Stated goal: Could you extract every line of the data below and reproduce each one verbatim, with nothing changed or left out?

Given data:
'''

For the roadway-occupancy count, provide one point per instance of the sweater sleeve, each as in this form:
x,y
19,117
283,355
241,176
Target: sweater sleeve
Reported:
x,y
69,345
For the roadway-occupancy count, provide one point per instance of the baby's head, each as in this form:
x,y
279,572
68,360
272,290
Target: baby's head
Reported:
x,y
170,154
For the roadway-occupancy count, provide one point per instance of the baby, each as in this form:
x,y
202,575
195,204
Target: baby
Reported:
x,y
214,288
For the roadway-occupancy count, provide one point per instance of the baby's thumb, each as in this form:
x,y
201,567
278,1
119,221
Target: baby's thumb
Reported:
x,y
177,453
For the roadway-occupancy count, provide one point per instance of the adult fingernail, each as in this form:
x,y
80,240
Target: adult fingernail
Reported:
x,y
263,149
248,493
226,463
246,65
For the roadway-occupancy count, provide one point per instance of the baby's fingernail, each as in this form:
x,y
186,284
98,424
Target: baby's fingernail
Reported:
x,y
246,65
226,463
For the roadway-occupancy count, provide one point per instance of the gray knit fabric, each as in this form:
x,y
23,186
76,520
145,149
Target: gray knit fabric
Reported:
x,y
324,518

'''

The output:
For the roadway-occupancy count, provide one point per instance of the sweater sleeve, each as in this form:
x,y
19,117
283,355
241,176
Target: sweater sleeve
Reported:
x,y
69,345
For the roadway-occupancy count, provide one point per instance of the baby's head, each as in this form:
x,y
279,572
68,360
272,290
Target: baby's head
Reported:
x,y
170,154
For the roadway-occupancy count, provide one point per instance of the baby, each as in this form:
x,y
202,575
195,204
Target: baby
Reported:
x,y
214,288
For the roadway-occupancy count, provide one point per instance of the baby's thumb, each as in this form:
x,y
201,567
278,1
119,221
Target: baby's thumb
Reported:
x,y
177,453
For the roadway-occupancy count, provide one point per instance of the adult fingernail, each as in this form:
x,y
80,240
Target: adult fingernail
Reported:
x,y
263,149
248,493
226,463
246,65
For the roadway-occupancy count, provide one point per instance of the baby's fingernail, each as in this form:
x,y
186,284
98,424
Target: baby's fingernail
Reported:
x,y
246,65
226,463
For the roadway-occupancy count, provide one point per instance of the gray knit fabric, each as in this form:
x,y
23,186
76,520
145,149
Target: gray knit fabric
Reported:
x,y
324,518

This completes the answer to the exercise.